▶ _Written exercise A_
Write out the listing word for word, starting at the line that contains "[point] at the dense green" and ending with the last line of the listing. Leave the pictures out.
-*-
Cofounder Robert S. Clements died in 2007. The company joined the Council of Insurance Agents and Brokers (CIAB) in 2008.

Clements provides Defense Base Act (DBA) insurance  and other insurance products for contractors working for the U.S. government and others around the world.

Following the establishment of the company's first wholly owned international subsidiary in London in 2010, Clements International rebranded and became Clements Worldwide in 2011. On March 20, 2013, Clements Worldwide opened its third international office, in Dubai.

In 2010, Clements became licensed by the UK's Financial Services Authority (FSA) following its acquisition of the International Vehicle Risk Management (IVRM) business from Lockton Companies.

On February 20, 2013, Clements Worldwide announced its acquisition of UK-based expat insurance provider Italsure.

Products and Services
Clements Worldwide offers personal and commercial insurance products, including car, property, life, health, and specialty and high-risk insurance such as kidnap & ransom and political violence.

Current Leadership
Jon B. Clements - Chairman & Chief Executive Officer (son of the founder)
Tarun Chopra - President
Dan Tuman - President

Charitable Giving
Clements Worldwide's annual “Expat Youth Scholarship” awards a total of $10,000 in scholarship to six students, ages 13–18 of any nationality who have resided in a foreign country for at least two consecutive years. Every year there is a different theme delineating how a youth has benefitted from living overseas.
-*-
▶ _Written exercise B_
According to the company profile, on what date did Clements Worldwide open its office in Dubai?

▶ _Data excerpts_
-*-
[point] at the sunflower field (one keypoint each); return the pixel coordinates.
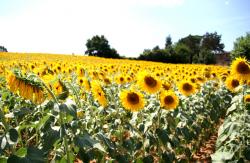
(62, 108)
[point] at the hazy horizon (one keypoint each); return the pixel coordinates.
(63, 26)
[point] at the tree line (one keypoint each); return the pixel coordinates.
(190, 49)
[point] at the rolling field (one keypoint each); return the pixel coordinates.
(67, 108)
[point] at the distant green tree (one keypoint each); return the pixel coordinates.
(99, 46)
(212, 42)
(193, 43)
(206, 57)
(168, 42)
(181, 53)
(241, 47)
(3, 49)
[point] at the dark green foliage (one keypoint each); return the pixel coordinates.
(190, 49)
(242, 47)
(99, 46)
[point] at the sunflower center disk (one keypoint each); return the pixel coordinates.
(243, 68)
(187, 87)
(150, 81)
(168, 100)
(133, 98)
(235, 83)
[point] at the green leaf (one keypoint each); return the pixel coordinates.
(69, 109)
(35, 155)
(13, 135)
(106, 141)
(21, 152)
(42, 122)
(3, 159)
(85, 140)
(163, 135)
(222, 156)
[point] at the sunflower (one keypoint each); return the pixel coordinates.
(166, 86)
(169, 100)
(80, 81)
(232, 83)
(247, 98)
(98, 93)
(149, 83)
(187, 88)
(240, 69)
(132, 100)
(58, 88)
(121, 79)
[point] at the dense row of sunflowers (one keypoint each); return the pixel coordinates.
(163, 78)
(112, 84)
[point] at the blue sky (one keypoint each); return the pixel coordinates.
(63, 26)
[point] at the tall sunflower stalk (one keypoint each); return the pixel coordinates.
(61, 120)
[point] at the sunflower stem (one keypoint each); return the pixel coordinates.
(61, 120)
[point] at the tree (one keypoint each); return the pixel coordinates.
(99, 46)
(182, 53)
(193, 43)
(241, 47)
(168, 42)
(212, 42)
(3, 49)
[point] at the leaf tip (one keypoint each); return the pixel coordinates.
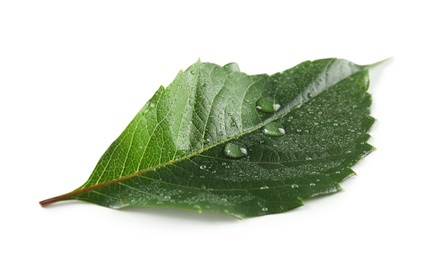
(376, 64)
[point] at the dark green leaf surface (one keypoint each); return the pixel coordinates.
(299, 132)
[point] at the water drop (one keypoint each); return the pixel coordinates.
(233, 67)
(235, 150)
(274, 129)
(267, 104)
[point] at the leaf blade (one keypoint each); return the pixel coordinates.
(187, 167)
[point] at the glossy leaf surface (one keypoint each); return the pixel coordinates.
(246, 145)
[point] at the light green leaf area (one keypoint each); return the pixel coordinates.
(247, 145)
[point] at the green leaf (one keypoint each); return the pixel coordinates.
(246, 145)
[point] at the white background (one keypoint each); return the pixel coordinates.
(74, 73)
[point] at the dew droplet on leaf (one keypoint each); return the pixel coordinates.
(267, 105)
(232, 67)
(235, 150)
(274, 129)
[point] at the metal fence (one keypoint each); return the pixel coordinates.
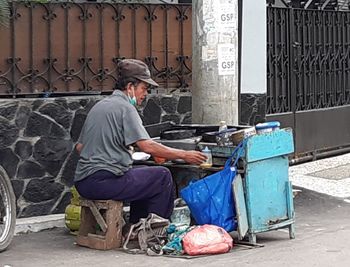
(308, 55)
(74, 47)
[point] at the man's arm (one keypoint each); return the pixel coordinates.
(155, 149)
(78, 147)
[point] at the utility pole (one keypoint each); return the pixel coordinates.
(215, 61)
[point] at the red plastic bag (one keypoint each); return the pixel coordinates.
(207, 239)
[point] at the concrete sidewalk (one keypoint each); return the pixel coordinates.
(322, 233)
(329, 176)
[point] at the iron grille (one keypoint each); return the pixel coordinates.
(308, 54)
(74, 47)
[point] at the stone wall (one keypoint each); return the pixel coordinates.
(37, 137)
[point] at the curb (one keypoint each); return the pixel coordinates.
(39, 223)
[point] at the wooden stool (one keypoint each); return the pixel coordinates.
(106, 215)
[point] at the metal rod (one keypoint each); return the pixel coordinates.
(307, 4)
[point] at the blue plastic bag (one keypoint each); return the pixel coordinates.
(210, 199)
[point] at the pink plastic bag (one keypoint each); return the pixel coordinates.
(207, 239)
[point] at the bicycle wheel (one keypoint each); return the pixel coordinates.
(7, 210)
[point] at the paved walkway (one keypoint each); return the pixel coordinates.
(329, 176)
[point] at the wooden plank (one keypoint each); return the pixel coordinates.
(98, 216)
(241, 210)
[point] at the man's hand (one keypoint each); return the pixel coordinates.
(158, 150)
(194, 157)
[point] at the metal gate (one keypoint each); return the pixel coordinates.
(308, 55)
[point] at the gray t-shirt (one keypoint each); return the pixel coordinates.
(110, 127)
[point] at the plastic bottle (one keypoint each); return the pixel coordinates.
(209, 162)
(223, 138)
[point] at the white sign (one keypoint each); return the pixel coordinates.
(227, 59)
(228, 16)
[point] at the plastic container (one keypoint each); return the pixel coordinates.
(181, 216)
(222, 139)
(209, 162)
(267, 127)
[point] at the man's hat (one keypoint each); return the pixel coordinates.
(136, 69)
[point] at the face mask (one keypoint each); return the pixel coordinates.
(132, 100)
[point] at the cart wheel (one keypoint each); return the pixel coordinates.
(7, 210)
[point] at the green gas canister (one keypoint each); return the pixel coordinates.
(72, 212)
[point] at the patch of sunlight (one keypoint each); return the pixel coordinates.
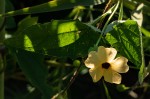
(25, 9)
(67, 27)
(28, 44)
(67, 33)
(53, 3)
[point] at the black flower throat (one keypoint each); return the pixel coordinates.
(105, 65)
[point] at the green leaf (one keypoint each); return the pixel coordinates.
(57, 38)
(34, 69)
(10, 21)
(54, 5)
(126, 38)
(26, 22)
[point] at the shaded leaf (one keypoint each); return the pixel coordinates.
(54, 5)
(126, 37)
(57, 38)
(34, 69)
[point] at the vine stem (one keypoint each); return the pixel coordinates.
(102, 33)
(2, 37)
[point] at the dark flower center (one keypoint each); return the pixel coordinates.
(105, 65)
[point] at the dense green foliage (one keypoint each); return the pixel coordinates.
(47, 44)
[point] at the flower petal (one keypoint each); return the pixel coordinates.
(93, 60)
(111, 54)
(112, 76)
(96, 74)
(102, 54)
(120, 65)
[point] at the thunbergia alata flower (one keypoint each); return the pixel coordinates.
(102, 63)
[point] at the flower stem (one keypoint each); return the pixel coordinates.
(121, 11)
(115, 9)
(2, 37)
(106, 90)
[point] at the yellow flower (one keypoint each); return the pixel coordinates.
(103, 63)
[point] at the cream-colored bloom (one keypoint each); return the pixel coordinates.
(103, 64)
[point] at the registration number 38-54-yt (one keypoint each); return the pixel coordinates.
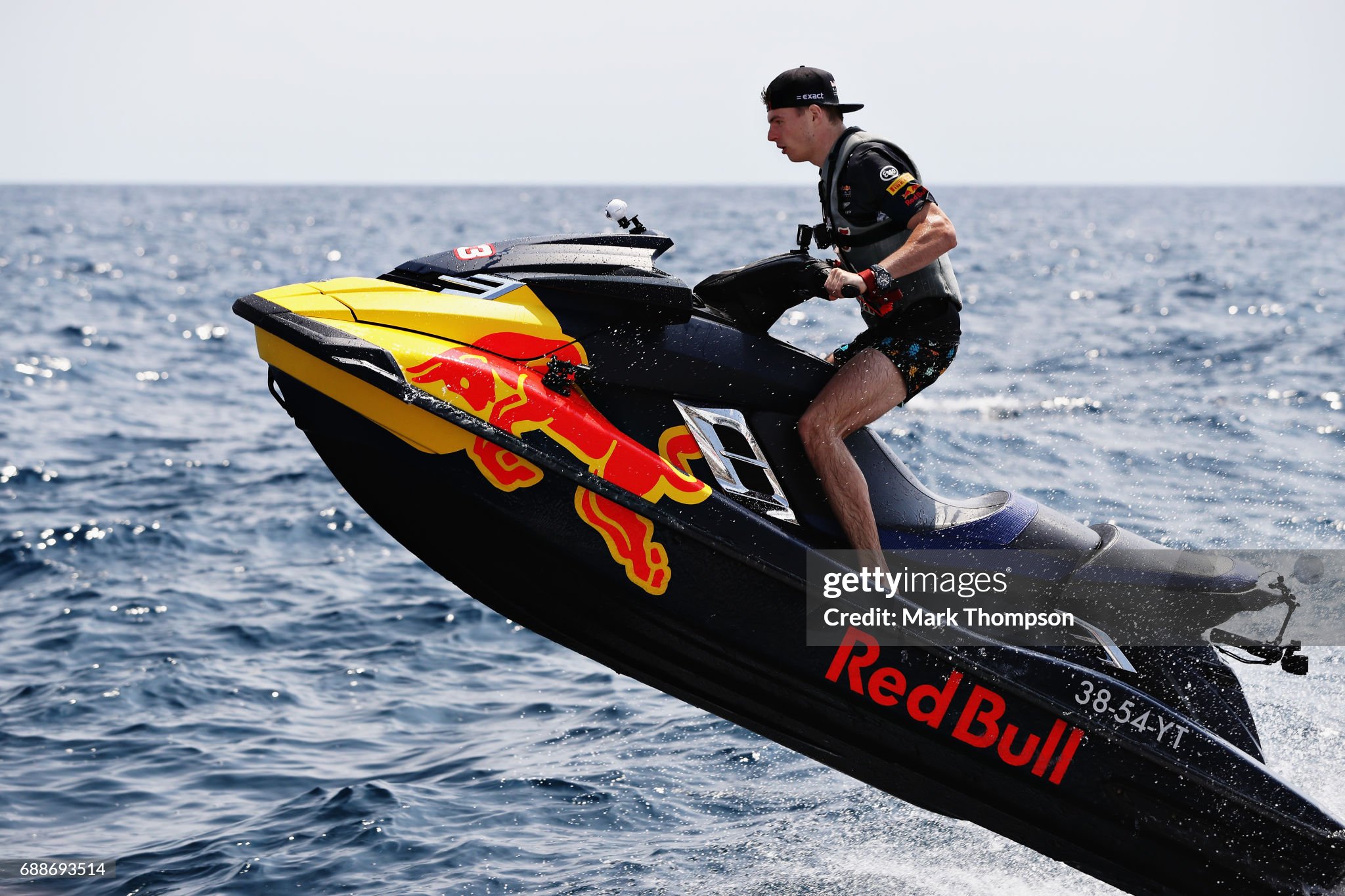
-*-
▶ _Full response A_
[point] at the dense green foliage (one keypoint each); return the pixel coordinates.
(47, 44)
[point] at the flower petal (one keypoint each); return the pixel coordinates.
(93, 60)
(111, 54)
(112, 76)
(96, 74)
(102, 54)
(120, 65)
[point] at the thunbergia alata flower (one keypoint each); return the pixel coordinates.
(102, 63)
[point] at the flower stem (one keypoint each); return the pixel coordinates.
(121, 11)
(115, 9)
(2, 37)
(106, 90)
[point] at the yellow flower (one keypoint each); return the pixel coordinates.
(103, 63)
[point] at the cream-colored bloom (one keypoint each); return the pixel coordinates.
(103, 64)
[point] at the registration number 38-54-yt (one keypoint each); return the pixel coordinates.

▶ _Full response B_
Clements Worldwide opened its Dubai office on March 20, 2013.